> Set task:
Omit all pictures, then retype exactly the lines from the one that contains "point: the man's mouth, one" through the end of the listing.
── Given data
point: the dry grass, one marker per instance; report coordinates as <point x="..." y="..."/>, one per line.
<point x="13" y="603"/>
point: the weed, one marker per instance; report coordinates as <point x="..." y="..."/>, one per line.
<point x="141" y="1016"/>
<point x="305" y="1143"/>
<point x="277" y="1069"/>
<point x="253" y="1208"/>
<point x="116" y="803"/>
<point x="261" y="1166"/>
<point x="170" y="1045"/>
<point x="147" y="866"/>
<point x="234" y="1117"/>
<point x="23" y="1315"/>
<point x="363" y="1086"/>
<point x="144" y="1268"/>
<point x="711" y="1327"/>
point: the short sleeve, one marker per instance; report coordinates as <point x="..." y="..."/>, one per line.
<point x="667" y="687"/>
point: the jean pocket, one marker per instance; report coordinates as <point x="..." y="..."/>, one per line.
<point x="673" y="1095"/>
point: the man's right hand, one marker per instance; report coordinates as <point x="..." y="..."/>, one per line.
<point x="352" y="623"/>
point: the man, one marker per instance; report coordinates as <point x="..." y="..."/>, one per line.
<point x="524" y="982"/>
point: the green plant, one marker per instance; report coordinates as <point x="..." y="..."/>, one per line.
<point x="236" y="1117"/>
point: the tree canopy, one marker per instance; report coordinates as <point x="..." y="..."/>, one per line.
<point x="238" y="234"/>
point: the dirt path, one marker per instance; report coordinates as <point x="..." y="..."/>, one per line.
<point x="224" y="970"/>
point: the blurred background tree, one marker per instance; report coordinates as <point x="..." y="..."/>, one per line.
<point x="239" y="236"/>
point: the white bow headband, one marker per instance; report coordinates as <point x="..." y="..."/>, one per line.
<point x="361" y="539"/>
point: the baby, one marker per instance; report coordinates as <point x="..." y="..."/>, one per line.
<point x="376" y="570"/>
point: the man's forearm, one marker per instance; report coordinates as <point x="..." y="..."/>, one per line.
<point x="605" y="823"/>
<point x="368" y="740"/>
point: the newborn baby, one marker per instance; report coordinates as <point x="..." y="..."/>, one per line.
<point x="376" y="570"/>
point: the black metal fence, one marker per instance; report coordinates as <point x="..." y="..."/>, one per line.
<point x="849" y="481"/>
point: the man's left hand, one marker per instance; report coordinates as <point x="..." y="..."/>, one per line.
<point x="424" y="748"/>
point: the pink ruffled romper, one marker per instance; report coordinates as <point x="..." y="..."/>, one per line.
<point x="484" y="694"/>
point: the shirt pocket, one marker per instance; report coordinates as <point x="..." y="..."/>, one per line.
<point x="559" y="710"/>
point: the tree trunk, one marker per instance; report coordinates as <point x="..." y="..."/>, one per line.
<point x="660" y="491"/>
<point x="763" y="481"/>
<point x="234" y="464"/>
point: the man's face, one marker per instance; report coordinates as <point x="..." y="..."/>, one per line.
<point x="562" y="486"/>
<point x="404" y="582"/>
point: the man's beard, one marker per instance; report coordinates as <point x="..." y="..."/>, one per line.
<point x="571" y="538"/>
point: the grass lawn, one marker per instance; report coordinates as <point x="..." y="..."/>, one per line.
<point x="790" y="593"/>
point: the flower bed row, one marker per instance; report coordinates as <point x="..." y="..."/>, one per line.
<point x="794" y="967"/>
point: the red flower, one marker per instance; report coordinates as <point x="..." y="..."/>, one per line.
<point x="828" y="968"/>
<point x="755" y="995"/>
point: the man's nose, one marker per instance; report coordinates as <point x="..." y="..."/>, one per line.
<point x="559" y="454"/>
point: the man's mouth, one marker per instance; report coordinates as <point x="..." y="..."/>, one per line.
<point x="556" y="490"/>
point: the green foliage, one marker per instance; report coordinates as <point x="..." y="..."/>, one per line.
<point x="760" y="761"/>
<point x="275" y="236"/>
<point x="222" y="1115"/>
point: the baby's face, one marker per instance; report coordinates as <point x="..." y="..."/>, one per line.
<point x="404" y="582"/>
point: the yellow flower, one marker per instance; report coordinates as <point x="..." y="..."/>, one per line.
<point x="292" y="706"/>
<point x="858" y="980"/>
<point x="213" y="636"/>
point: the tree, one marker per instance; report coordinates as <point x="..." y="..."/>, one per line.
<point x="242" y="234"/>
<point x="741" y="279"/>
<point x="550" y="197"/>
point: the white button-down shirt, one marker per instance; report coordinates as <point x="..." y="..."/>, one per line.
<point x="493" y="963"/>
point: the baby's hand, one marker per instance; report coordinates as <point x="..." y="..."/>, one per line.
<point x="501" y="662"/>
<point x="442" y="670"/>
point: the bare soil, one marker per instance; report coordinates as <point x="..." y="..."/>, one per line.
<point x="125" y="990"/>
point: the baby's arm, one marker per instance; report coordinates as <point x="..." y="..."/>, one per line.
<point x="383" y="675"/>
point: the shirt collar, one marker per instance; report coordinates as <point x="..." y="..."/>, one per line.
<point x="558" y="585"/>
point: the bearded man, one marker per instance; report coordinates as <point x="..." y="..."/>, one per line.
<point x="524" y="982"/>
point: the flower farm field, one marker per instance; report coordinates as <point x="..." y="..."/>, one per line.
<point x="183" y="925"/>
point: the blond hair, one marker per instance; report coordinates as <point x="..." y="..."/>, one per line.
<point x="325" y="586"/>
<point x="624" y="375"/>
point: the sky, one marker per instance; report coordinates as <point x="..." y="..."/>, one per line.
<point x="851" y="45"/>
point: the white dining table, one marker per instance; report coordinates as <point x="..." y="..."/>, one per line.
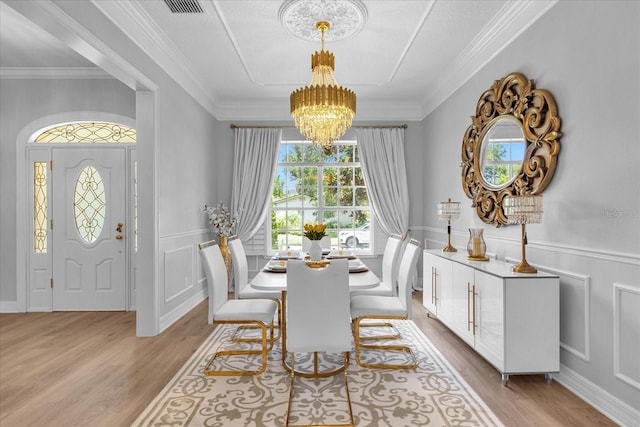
<point x="277" y="280"/>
────
> Problem solution:
point: the man's mouth, one marker per instance; report coordinates as <point x="..." y="..."/>, one per line.
<point x="556" y="490"/>
point: the green foliage, one marker per instance; report coordinates as <point x="..." y="..."/>, one per line.
<point x="760" y="761"/>
<point x="275" y="236"/>
<point x="222" y="1115"/>
point: the baby's face, one marker per instance; report coordinates as <point x="..." y="..."/>, one per line.
<point x="404" y="582"/>
point: the yellow flower, one marker per instance; report coordinates as <point x="..." y="..."/>, one per line.
<point x="292" y="706"/>
<point x="858" y="980"/>
<point x="213" y="636"/>
point: the tree, one marker per instance; report coordinates as <point x="..." y="..."/>, one per line.
<point x="242" y="234"/>
<point x="741" y="279"/>
<point x="550" y="197"/>
point: the white button-down shirt, one marker per instance; report coordinates as <point x="..." y="..."/>, one per line.
<point x="493" y="963"/>
point: the baby's hand, one marker per instance; report coordinates as <point x="..." y="..."/>, one per line.
<point x="501" y="662"/>
<point x="442" y="670"/>
point: the bare soil, one marker per instance; report coordinates as <point x="..." y="..."/>, one per line.
<point x="125" y="990"/>
point: the baby's arm, one marker per instance; report coordinates as <point x="..." y="..."/>, one per line.
<point x="383" y="675"/>
point: the shirt collar, one marker per instance; report coordinates as <point x="..." y="..."/>, one per line.
<point x="558" y="585"/>
point: the bearded man, one marker per instance; report coordinates as <point x="..." y="..."/>, one per line.
<point x="524" y="982"/>
point: the flower farm field, one marker per instance; report coordinates as <point x="..." y="..."/>, one per line.
<point x="183" y="925"/>
point: the blond hair, one marker per instance; report coordinates as <point x="..." y="..."/>, one per line.
<point x="325" y="586"/>
<point x="624" y="375"/>
point: the sky, one marker per instance; report coordinates as <point x="..." y="..."/>, one per line.
<point x="851" y="45"/>
point: the white dining table, one marker per instance; report coordinates as <point x="..." y="..."/>, one per line.
<point x="277" y="280"/>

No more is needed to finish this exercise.